### Records shown
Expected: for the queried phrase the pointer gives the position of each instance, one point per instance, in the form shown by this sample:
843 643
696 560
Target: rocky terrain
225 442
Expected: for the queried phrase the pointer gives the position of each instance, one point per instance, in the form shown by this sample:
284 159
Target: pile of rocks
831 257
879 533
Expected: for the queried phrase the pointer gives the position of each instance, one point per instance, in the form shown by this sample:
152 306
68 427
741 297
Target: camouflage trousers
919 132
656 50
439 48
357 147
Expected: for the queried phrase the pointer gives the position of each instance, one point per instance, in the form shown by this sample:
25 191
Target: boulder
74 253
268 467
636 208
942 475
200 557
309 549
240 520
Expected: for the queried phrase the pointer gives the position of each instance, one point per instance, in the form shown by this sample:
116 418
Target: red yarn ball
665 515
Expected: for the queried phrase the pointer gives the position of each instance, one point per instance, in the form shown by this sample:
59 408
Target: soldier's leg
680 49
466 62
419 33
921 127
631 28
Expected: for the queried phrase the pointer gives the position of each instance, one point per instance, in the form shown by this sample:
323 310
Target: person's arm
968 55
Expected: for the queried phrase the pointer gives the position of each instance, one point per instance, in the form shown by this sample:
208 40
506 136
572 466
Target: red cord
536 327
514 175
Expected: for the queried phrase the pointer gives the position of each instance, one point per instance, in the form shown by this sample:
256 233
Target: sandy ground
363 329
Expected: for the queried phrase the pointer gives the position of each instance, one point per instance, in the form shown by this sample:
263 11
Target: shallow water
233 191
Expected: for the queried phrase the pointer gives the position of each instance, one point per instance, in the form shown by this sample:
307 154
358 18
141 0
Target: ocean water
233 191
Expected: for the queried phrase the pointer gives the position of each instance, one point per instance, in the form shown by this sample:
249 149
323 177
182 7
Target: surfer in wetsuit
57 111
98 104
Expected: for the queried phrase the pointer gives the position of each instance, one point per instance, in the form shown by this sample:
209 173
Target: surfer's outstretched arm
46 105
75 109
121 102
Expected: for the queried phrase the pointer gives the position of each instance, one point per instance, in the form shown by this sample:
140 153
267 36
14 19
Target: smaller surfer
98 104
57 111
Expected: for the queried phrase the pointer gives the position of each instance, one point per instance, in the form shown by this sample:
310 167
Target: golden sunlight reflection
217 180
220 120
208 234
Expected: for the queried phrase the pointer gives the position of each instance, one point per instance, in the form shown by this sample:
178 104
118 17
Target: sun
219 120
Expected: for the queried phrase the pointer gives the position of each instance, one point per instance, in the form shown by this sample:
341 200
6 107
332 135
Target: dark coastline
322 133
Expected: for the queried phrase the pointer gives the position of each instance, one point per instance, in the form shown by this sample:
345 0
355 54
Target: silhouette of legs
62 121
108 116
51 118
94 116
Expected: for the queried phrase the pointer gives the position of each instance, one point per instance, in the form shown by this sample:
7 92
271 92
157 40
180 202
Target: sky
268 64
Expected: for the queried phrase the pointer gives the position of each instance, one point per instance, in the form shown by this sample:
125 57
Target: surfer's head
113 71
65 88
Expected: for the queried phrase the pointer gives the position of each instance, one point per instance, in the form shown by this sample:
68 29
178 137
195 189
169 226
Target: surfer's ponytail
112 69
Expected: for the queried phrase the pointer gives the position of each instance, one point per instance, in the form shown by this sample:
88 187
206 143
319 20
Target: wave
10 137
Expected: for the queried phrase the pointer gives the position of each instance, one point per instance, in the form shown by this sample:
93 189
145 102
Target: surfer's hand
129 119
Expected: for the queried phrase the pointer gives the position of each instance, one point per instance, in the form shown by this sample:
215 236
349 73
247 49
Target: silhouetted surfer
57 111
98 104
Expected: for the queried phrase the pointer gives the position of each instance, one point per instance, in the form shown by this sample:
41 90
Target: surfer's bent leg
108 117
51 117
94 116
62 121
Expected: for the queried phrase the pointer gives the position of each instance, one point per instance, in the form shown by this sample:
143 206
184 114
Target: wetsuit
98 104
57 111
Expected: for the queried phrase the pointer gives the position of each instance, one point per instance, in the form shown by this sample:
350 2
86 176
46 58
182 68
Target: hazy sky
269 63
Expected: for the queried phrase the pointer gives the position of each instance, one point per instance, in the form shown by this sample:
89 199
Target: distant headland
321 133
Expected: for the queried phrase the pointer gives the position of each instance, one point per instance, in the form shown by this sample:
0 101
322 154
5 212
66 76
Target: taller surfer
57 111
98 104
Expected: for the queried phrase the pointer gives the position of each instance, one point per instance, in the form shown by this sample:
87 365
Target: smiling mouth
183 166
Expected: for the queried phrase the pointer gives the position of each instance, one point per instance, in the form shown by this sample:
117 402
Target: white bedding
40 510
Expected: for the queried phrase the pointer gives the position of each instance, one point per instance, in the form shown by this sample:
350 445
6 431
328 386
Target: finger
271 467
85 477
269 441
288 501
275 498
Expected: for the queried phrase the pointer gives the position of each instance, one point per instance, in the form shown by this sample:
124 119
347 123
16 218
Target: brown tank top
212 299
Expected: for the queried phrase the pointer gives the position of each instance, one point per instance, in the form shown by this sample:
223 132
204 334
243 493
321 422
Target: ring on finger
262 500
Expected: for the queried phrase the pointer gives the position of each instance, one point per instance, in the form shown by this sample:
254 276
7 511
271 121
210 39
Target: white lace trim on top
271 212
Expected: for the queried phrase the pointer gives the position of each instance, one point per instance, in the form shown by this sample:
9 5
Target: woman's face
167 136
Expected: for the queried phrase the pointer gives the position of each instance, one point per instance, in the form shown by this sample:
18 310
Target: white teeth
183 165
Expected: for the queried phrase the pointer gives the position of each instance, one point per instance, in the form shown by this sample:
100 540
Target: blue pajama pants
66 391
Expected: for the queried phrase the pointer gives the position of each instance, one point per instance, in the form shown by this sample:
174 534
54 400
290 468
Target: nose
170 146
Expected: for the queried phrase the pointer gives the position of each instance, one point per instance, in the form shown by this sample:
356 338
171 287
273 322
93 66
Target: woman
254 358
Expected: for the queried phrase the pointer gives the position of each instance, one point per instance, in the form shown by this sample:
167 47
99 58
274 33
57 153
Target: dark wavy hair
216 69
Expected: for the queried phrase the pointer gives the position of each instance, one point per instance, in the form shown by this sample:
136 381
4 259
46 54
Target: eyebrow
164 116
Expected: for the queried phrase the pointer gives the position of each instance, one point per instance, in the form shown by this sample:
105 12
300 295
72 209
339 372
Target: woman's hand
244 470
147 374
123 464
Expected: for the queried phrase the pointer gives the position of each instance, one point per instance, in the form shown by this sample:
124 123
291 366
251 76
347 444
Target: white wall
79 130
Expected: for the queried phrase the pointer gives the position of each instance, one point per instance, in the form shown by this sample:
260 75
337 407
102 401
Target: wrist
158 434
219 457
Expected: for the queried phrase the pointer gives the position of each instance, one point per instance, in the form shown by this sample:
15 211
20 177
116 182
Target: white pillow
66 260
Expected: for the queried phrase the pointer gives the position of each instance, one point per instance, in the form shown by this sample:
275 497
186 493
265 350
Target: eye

### Exercise prompt
Print all of the entries exactly as they appear.

### Reply
Expected: for the queried phrase the pointer gives the position of each instance, one point per instance, in the form shown by this sample:
843 643
696 560
Target: rocky terrain
225 442
Expected: for the queried phrase the pointer gives the position of each instance, one point per instance, in the form shown by this sample:
284 159
Target: pile of rocks
831 257
879 533
Expected: for the queried phrase the pointer gives the position of each instance, one point per instance, in the form shown by this sample:
152 306
68 427
741 297
Target: camouflage trousers
919 132
656 50
439 48
357 147
Expected: for the queried phrase the pointer gives the position of each instance, one point per instance, in the form shown by this sample:
25 191
Target: boulder
74 253
268 467
636 208
942 475
200 557
309 549
240 520
Expected: for the queried phrase the pointer gives the position of each instance, one point per instance, in the form shown by this sample:
116 418
Target: red yarn ball
665 515
Expected: for the queried phrase the pointer gives the position of each instance, one point per instance, in the form shown by this sample:
59 408
Target: soldier's leg
680 49
466 62
419 33
921 127
631 28
Expected: for the queried phrase the pointer gives the position of each instance, one point per instance, in the form shown by this sample:
323 310
Target: person's arm
968 55
Expected: for the queried phrase the pointer gives the position of each instance, one point per instance, in the form shown by this sample:
208 40
506 136
572 466
Target: red cord
536 327
514 175
Expected: for the queried phrase the pointer gives the position of each instance, one point per instance, in the form shown by this sample:
256 233
Target: sandy ground
363 329
Expected: for the queried phrase the pointer gives the position of each instance, one point per instance, in the form shown by this sample:
263 11
Target: shallow water
233 191
Expected: for the queried phrase the pointer gives the position of each instance, one point per instance, in the form shown by this sample:
307 154
358 18
141 0
Target: ocean water
233 191
Expected: for the queried phrase the pointer gives the position of each instance, one point per instance, in the form shown by this sample:
249 149
323 177
182 7
Target: surfer in wetsuit
57 111
98 104
Expected: for the queried phrase the pointer gives the position of each instance, one point per instance, in the form shown by this sample:
209 173
Target: surfer's outstretched arm
46 105
75 109
121 102
Expected: for the queried phrase the pointer gives the position of each instance, one point per instance, in the form shown by this sample:
140 153
267 36
14 19
Target: smaller surfer
98 104
57 111
Expected: for the queried phrase the pointer gives the position of each instance, one point per instance, in the form shown by this sample:
310 167
Target: golden sunlight reflection
217 180
220 120
208 234
Expected: for the queried phrase the pointer gives the position of each instance, one point per instance, in the form shown by this sample:
178 104
118 17
Target: sun
219 120
Expected: for the queried phrase the pointer gives the position of each instance, one point per instance, in the form shown by this sample:
341 200
6 107
332 135
Target: dark coastline
322 133
Expected: for the queried phrase the pointer gives the position of each instance, one point per instance, in the form shown by this sample:
345 0
355 54
Target: silhouette of legs
62 121
108 116
51 118
94 116
Expected: for the queried phrase the pointer gives the position of each instance, one point per instance, in the form shown by this sample:
7 92
271 92
157 40
180 202
Target: sky
268 64
Expected: for the queried phrase the pointer gives the position of each instance, one point per instance, in the form shown by this sample:
125 57
Target: surfer's head
113 71
65 88
Expected: for the queried phrase the pointer gives the position of each instance, one point per instance, in the form shown by this sample:
68 29
178 137
195 189
169 226
Target: surfer's ponytail
112 69
Expected: for the queried phrase the pointer gives the position of each instance, one point per instance, in the form shown by this sample:
88 187
206 143
319 20
Target: wave
10 137
Expected: for the queried phrase the pointer gives the position of each instance, one point per instance, in the form shown by this sample:
93 189
145 102
Target: surfer's hand
129 119
Expected: for the queried phrase the pointer gives the position of each instance, one point per instance, in the form shown by this sample:
215 236
349 73
247 49
Target: silhouetted surfer
57 111
98 104
Expected: for the queried phrase the pointer gives the position of each instance, one point per instance, in the form shown by this sample:
41 90
Target: surfer's bent leg
108 117
51 117
94 116
62 121
Expected: for the queried phrase the pointer gives the position of each instance, one point per instance, in the form shown by this sample:
143 206
184 114
Target: wetsuit
98 104
57 111
Expected: for the queried phrase the pointer gives the position of each instance, one point per instance, in the form shown by this sample:
350 2
86 176
46 58
182 68
Target: hazy sky
269 63
Expected: for the queried phrase the pointer gives the position of each instance, one point per instance, in the form shown by this sample:
89 199
Target: distant headland
321 133
Expected: for the queried phrase the pointer gives the position of each instance, one point per instance, in the form shown by this sample:
0 101
322 154
5 212
66 76
Target: taller surfer
57 111
98 104
Expected: for the queried phrase the pointer gives the position of each instance, one point per instance, in the form shown by this sample:
87 365
Target: smiling mouth
183 166
Expected: for the queried phrase the pointer gives the position of each instance, one point per instance, in the form shown by this sample:
117 402
Target: white bedding
40 510
Expected: for the queried phrase the pointer gives the position of each instance, one point per instance, in the form shown by this sample:
350 445
6 431
328 386
Target: finger
271 467
85 477
269 441
288 501
275 498
Expected: for the queried phrase the pointer gives the position of each instance, one point per instance, in the form shown by this sample:
124 119
347 123
16 218
Target: brown tank top
212 299
Expected: for the queried phrase the pointer gives the position of each instance, one point per instance, in the form shown by this sample:
223 132
204 334
243 493
321 422
Target: ring on finger
262 500
Expected: for the queried phrase the pointer gives the position of each instance, one point per instance, in the form shown by this sample:
254 276
7 511
271 121
210 39
Target: white lace trim on top
271 212
Expected: for the queried phrase the pointer gives the position of each instance, one point per instance, in the form shown by this sample:
9 5
Target: woman's face
167 136
Expected: for the queried phrase the pointer gives the position of each instance, one point per instance, in the form shown by this sample:
18 310
Target: white teeth
183 165
Expected: for the queried phrase the pointer gives the position of each instance, one point per instance, in the form shown by this sample:
100 540
Target: blue pajama pants
66 391
Expected: for the queried phrase the pointer gives the position of each instance, one point per instance, in the form shown by this sample:
174 534
54 400
290 468
Target: nose
170 146
Expected: for the queried phrase the pointer gives the position of each instance, one point per instance, in the form shown by this sample:
356 338
171 287
273 322
93 66
Target: woman
254 358
Expected: for the queried phrase the pointer gives the position of each instance, one point per instance, in the form shown by this sample:
167 47
99 58
274 33
57 153
Target: dark wavy hair
216 69
Expected: for the queried phrase the pointer gives the position of each instance, one point per instance, in the form shown by this sample:
136 381
4 259
46 54
Target: eyebrow
164 116
Expected: for the queried phrase the pointer gives the position of each instance, one point per instance, in the form shown by this sample:
105 12
300 295
72 209
339 372
Target: woman's hand
244 470
147 374
123 464
Expected: for the queried phrase the pointer gives the position of each instance, one point per instance, in the form shown by this sample:
124 123
291 366
251 76
347 444
Target: white wall
79 130
Expected: for the queried phrase the pointer gives the position of each instance, one point per instance, in the form shown by this sample:
260 75
337 407
102 401
Target: wrist
158 434
219 457
Expected: for the queried phrase the pointer gives the position of each instance, one point per instance, in the form shown by this sample:
15 211
20 177
116 182
Target: white pillow
66 260
Expected: for the queried phrase the pointer gives the position of each instance, one point per instance, in the form shown by this sample:
275 497
186 493
265 350
Target: eye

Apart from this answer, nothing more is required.